EXTRAIT.
···
Oui et non. Chacun, peu importe son budget, peut trouver au Kadewe des produits originaux, uniques et accessibles financièrement parlant, comme du chocolat, du vin ou encore une pâtisserie de chez le Nôtre . Après il est évident qu'une personne gagnant moins de 2000 euros par mois, ne peut envisager de faire ses courses régulièrement au KaDeWe.

Constatez-vous une grande différence entre les Français et les Allemands dans leurs habitudes de consommation ?
Oui. Cela est certain. Les Français vont dépenser beaucoup plus dans l'alimentation que les Allemands. La culture des hypermarchés n'étant pas aussi développée en Allemagne qu'en France, cela incite les Allemands à faire les courses plus souvent mais en plus petites quantités. Les Français vont avoir tendance à remplir leur garde-manger et à aller une fois par semaine dans les grandes surfaces pour faire le plein de courses.

Est-ce cela qui permet à un magasin comme les KaDeWe de se maintenir ?
Ce qui permet à des enseignes comme les Kadewe de perdurer, que ce soit à Berlin ou à Paris, c'est avant-tout la capacité à avoir des produits d'exception, qualitativement parlant, uniques mais aussi de proposer un rapport qualité/prix intéressant. Notre objectif en théorie au KaDeWe, même si cela paraît ambitieux, est de faire découvrir à sa clientèle le meilleur du patrimoine gastronomique mondial.

Rayon alimentation des KaDeWe

Est ce à ce niveau que les KaDeWe se démarquent d'autres grandes enseignes ?
Oui, entre autres. Exception faite de certaines marques, si un KaDeWe vend les mêmes produits qu'une enseigne concurrente située à quelques rues, il ne respecte pas la politique du magasin. Nous nous efforçons de proposer un assortiment de produits, dont certains sont introuvables ailleurs, et qui font rêver soit d'un point de vue visuel, soit d'un point de vue gustatif ou les deux. Aujourd'hui, nous avons encore trop de produits en commun avec d'autres enseignes mais mon rôle est d'en éliminer quelques uns pour les remplacer par des marques de qualité et uniques à Berlin.

Être le luxe de l'alimentaire en somme ?
Oui si ce n'est pas uniquement compris uniquement dans le sens du prix. Puis-qu'outre le fait que nous trouvons et proposons des produits uniques, tous nos produits frais sont confectionnés ici et rien n'arrive surgelé. Nos locaux de productions sont à l'intérieur même des Kadewe et une quarantaine de pâtissiers y travaillent, cela signifie que 99 % de nos produits frais sont réalisés dans notre maison sous la marque le Nôtre et, en cela, nous nous démarquons également d'autres enseignes.
···
CONSIGNE ÉCRITE A. Repérez dans les enregistrements ci-dessous chaque ligne qui contient le mot "tuxedo" et recopiez-la. Tenez compte des majuscules et des minuscules.
CONSIGNE ÉCRITE B. Donnez la suite de l'entretien ci-dessus sur le rayon alimentation du KaDeWe, à partir de la dernière phrase.

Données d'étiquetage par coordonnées
···
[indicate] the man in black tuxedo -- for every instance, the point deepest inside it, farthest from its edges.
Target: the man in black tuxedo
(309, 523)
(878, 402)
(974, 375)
···
RÉPONSE FINALE A.
[indicate] the man in black tuxedo -- for every instance, the point deepest inside it, farthest from its edges.
Target: the man in black tuxedo

RÉPONSE FINALE B.
Pouvez-vous nous décrire les KaDeWe en quelques chiffres clés ?
Je peux vous donner des données plus parlantes que le chiffre d'affaire, et uniquement concernant la partie alimentaire puisque c'est celle que je connais. Nous avons vendu, par exemple, le 31 décembre 14 300 Pfannkuchen entre 8h et 14h, le maximum réalisable par nos cuisiniers. En terme de salariés, toujours pour le rayon alimentaire, nous sommes à 515 salariés dont 110 cuisiniers, 40 pâtissiers et 12 boulangers. La surface commerciale juste pour l'alimentaire est de 5 900 mètres carrés au sein de laquelle vous trouverez par exemple, plus de 3400 références de vins du monde entier, 1300 sortes de fromages ( dont 400 français) ou encore 1200 références de charcuterie.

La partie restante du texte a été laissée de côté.